▸ **REQUIREMENTS**
Copy out each of the following items word for word, with every coordinate unchanged.

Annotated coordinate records
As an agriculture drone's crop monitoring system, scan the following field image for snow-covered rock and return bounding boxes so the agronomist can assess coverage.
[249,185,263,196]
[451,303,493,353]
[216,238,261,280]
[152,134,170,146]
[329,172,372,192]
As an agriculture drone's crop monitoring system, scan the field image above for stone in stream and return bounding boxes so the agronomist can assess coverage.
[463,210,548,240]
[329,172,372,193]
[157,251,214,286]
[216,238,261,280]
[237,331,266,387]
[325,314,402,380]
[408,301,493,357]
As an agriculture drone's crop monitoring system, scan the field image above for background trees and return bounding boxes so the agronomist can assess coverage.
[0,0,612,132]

▸ **THE RESPONSE**
As an agriculture drone's crop monitoring system, scan the following field image for snow-covered rock and return bounding boxes so the agronomist can assess coverage.
[249,185,263,196]
[451,303,493,353]
[216,238,261,280]
[152,134,170,146]
[329,172,372,192]
As an agriculture drone's crop monitoring system, scan the field image above for stone in stream and return bounding boxes so the agronomist can assess coverage.
[463,210,548,240]
[329,172,372,193]
[157,251,214,286]
[216,238,261,280]
[237,331,266,387]
[325,314,402,380]
[408,301,493,357]
As an agriculture drone's crop monitoring system, scan the field image above for background trees and return bounding boxes so the agronomist can assess coverage.
[0,0,612,132]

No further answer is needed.